■ Page extract ■
Transition can be awfully intimidating, especially if you’ve gotten comfortable, but as an artist, it can sometimes bring fresh ideas out of the conflict of change. Consider, on top of this, the internal troubles of anxiety and depression, and this conflict can be overbearing but not if you channel it like Vancouver-Toronto artist Hannah Georgas has done to craft her powerful third album For Evelyn.
“I’ve always found that songwriting is a very cathartic process for me, I have to attach myself to it and get very personal,” says Georgas. “Even if it’s not about me I have to relate to it, it comes naturally to me and feels good.”
This is significant given the album’s dedication to Georgas’ grandmother who at 99 is an inspiration to the songstress. “The record’s very much about my struggles and fears, and overcoming them, she’s past all that,” says Georgas. “I started thinking a lot about her, what she means to me, the influence she’s been on me my whole life, what she’s been through and seen, and how much things have changed over the last 100 years.”
The biggest transition facing the Toronto native when writing this record was leaving Vancouver, her second home, which shaped her into the artist she is today. “I left home after high school, to get my own space, time, maybe get away from my family a little bit, and I was going through a lot,” says Georgas. “So I moved to B.C. and found my home, incredible friends, and an incredible, supportive music scene.”
But as much as she wanted space when she left, home was the strongest thing pulling her back. “I felt as the years passed that I wanted to be closer to my family, I also work with a lot of people in Toronto and I was always coming out for music and having a blast every time I came back,” admits Georgas. “I wanted to spend more time getting to know the city and start a new chapter for myself.”

■ Stored data ■
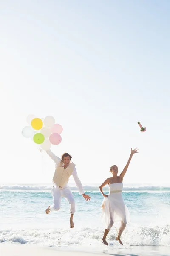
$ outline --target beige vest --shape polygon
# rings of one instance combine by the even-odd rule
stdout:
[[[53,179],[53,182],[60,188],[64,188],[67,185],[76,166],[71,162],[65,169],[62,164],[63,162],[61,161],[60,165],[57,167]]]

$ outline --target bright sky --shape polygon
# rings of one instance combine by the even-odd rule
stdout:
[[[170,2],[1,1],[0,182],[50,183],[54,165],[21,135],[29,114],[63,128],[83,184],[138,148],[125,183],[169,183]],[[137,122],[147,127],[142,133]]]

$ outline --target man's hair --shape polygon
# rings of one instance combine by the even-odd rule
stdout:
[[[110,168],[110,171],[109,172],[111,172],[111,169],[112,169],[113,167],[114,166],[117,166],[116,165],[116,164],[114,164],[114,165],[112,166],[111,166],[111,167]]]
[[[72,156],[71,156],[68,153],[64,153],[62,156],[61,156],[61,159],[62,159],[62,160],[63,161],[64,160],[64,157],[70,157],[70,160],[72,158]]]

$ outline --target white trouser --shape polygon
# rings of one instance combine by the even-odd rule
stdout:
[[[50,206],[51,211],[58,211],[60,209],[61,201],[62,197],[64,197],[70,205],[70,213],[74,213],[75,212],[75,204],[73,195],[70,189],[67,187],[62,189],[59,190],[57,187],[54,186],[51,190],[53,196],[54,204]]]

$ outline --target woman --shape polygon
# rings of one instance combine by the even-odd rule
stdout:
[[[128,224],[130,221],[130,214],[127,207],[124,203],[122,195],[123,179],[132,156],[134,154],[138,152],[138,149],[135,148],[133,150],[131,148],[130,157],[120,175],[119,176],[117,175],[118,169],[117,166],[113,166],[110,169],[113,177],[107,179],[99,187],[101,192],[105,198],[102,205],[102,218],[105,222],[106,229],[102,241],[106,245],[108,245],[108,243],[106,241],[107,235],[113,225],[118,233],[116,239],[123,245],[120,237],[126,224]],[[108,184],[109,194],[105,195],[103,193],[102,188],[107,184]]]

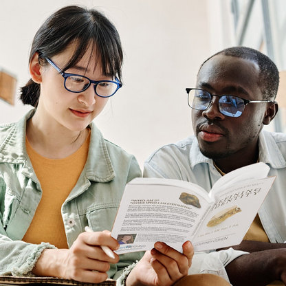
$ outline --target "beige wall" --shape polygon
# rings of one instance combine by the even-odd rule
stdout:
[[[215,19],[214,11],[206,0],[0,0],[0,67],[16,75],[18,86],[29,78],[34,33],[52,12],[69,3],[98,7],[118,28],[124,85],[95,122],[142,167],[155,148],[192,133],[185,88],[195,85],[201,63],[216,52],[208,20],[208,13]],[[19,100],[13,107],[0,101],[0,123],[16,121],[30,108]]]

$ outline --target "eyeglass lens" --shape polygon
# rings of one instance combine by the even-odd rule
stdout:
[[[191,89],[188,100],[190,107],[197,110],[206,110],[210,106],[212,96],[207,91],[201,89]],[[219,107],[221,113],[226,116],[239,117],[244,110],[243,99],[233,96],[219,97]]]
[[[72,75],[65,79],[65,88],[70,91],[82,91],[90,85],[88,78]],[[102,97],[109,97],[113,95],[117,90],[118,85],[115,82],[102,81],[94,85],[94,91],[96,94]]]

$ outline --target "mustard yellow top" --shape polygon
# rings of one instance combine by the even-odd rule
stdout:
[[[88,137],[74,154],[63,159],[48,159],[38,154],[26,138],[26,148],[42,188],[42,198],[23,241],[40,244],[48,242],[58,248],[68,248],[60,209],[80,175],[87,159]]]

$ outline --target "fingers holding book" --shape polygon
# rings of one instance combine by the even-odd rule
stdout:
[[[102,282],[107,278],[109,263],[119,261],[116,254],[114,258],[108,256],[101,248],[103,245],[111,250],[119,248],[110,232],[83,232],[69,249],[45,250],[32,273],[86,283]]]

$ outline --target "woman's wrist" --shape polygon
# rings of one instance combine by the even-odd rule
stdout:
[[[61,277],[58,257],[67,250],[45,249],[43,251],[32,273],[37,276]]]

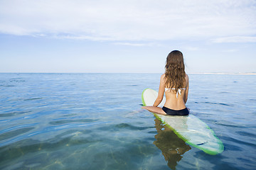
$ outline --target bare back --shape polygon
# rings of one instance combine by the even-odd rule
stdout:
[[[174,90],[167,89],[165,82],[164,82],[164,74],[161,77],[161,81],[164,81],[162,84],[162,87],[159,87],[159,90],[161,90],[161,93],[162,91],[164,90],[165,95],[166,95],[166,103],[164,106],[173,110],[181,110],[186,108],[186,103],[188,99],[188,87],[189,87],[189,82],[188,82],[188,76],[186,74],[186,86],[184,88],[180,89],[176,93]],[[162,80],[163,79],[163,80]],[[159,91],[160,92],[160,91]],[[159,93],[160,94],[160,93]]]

■ Tasks to perform ■
A. Using the article on Hannah Georgas, decide whether each statement agrees with it: (i) Georgas's grandmother is 99; (ii) For Evelyn is Georgas's second album; (iii) Georgas describes the music scene she found in B.C. as unsupportive. For each, answer yes or no and quote the deciding words.
B. Answer these from the article on Hannah Georgas:
(i) How does Georgas describe songwriting for her?
(ii) Which city is Georgas a native of?
(iii) Over how many years does Georgas say things have changed?

■ List of answers ■
A.
(i) Yes: "who at 99 is an inspiration to the songstress"
(ii) No: "her powerful third album For Evelyn"
(iii) No: "an incredible, supportive music scene"

B.
(i) As "a very cathartic process"
(ii) Toronto
(iii) The last 100 years